# Lavoro da svolgere
Riporta per intero tutte le righe della parte che si apre con la riga contenente "Someone flagged white shoe" e si chiude con quella contenente "[21,32,31,43]", estremi compresi, spostando di -98 ogni coordinata delle risposte. Lascia fuori le immagini.

# Dati forniti
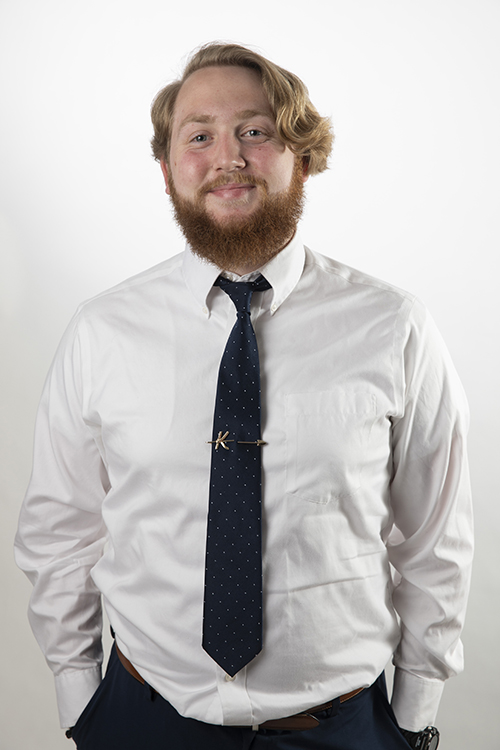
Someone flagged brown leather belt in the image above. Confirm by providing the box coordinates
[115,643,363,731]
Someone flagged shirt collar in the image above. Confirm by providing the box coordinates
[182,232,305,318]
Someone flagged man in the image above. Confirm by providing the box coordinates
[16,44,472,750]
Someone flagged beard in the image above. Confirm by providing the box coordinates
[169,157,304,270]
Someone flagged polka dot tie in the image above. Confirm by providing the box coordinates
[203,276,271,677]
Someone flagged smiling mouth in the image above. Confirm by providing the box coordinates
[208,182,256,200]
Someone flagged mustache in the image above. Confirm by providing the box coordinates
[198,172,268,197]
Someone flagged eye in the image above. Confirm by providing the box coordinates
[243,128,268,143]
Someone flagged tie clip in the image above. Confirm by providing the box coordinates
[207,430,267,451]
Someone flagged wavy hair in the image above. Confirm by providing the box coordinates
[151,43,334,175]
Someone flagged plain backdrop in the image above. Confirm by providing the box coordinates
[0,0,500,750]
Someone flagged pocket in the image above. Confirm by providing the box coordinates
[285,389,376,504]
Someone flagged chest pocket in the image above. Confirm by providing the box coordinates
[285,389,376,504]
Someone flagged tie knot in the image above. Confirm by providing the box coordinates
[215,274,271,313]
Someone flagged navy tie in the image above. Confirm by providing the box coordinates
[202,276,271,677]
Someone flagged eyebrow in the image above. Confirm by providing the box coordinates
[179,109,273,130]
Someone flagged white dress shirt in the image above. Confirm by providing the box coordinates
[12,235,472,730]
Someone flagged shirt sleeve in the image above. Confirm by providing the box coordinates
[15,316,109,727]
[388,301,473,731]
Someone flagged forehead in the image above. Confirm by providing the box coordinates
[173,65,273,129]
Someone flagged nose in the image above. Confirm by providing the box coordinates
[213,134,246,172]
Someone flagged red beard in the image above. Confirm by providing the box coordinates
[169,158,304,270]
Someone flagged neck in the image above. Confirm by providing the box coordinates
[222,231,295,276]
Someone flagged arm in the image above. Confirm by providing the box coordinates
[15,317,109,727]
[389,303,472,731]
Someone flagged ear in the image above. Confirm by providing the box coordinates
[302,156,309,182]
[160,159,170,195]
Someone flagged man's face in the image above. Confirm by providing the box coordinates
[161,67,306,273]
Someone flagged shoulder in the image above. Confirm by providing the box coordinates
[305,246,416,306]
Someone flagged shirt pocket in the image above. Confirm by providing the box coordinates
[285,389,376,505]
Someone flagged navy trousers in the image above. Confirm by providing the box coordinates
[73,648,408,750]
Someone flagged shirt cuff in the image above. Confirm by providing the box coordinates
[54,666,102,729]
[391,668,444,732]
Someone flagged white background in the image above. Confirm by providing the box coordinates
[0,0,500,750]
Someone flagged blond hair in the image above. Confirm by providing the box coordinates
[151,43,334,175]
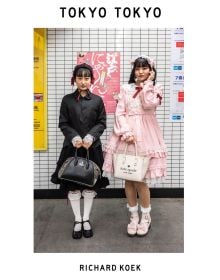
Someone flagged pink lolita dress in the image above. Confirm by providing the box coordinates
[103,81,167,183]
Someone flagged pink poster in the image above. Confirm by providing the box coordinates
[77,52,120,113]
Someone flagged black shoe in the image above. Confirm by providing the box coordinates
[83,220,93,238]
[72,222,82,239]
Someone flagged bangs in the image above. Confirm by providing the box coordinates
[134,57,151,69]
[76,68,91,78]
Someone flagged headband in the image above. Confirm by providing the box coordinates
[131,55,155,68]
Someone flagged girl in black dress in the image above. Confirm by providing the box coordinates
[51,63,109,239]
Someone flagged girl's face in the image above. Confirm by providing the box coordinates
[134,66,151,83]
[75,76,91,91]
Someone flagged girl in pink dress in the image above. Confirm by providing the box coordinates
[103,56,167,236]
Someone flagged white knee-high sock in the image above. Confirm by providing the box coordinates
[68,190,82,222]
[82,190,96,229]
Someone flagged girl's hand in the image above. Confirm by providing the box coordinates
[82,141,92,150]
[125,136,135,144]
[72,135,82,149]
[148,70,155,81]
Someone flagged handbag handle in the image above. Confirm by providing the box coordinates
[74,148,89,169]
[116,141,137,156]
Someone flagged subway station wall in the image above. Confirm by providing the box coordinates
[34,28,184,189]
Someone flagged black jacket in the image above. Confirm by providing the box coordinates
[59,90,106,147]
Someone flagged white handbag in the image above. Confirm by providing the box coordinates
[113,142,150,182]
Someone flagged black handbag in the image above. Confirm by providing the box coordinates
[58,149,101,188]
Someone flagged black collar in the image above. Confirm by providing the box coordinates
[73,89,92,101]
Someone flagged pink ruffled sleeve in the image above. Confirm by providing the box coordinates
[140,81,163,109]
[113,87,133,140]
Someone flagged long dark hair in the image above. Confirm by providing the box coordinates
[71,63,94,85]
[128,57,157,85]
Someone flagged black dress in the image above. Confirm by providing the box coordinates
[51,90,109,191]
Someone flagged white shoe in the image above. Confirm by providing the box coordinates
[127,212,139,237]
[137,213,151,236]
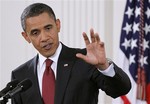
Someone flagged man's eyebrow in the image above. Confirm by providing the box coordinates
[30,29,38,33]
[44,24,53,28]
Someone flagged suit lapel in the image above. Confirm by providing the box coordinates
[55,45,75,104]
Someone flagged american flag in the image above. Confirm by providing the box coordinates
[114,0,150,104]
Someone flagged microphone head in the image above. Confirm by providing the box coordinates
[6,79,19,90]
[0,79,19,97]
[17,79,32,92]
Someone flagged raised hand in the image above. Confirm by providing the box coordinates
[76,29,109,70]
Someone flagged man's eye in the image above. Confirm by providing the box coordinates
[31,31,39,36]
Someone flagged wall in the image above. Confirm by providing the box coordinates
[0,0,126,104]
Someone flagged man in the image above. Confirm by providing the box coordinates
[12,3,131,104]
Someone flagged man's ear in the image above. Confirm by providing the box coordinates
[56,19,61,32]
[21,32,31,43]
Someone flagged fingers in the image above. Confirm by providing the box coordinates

# Soluzione del compito
Someone flagged white shoe in the image above. Confirm by providing the box coordinates
[29,114,41,139]
[39,115,53,138]
Someone flagged man's eyebrow in the image above. Confirm by providing the box coordinates
[-68,-69,-60,-65]
[-54,-74,-45,-70]
Someone flagged suit lapel in the image above. Confirm by providing the box coordinates
[-43,-53,-23,6]
Someone flagged american flag in the image above. Confirm by providing the box coordinates
[16,-98,52,6]
Someone flagged microphone head in the image above. Confirm by providing the box coordinates
[-92,-19,-79,-8]
[-98,-19,-79,-1]
[-81,-19,-66,-6]
Someone flagged raised hand in the image above. Confirm by providing the box coordinates
[-22,-69,11,-28]
Someone flagged man's eye in the image above. Confirm by providing the box coordinates
[-67,-67,-59,-62]
Someone flagged wall in the image above. Confirm by providing the box coordinates
[-98,-98,28,6]
Someone flagged man in the image above. Confirm by providing the box coordinates
[-86,-95,33,6]
Someone flagged man's ear in the image above. Confirm by providing the box coordinates
[-42,-79,-37,-66]
[-77,-66,-67,-55]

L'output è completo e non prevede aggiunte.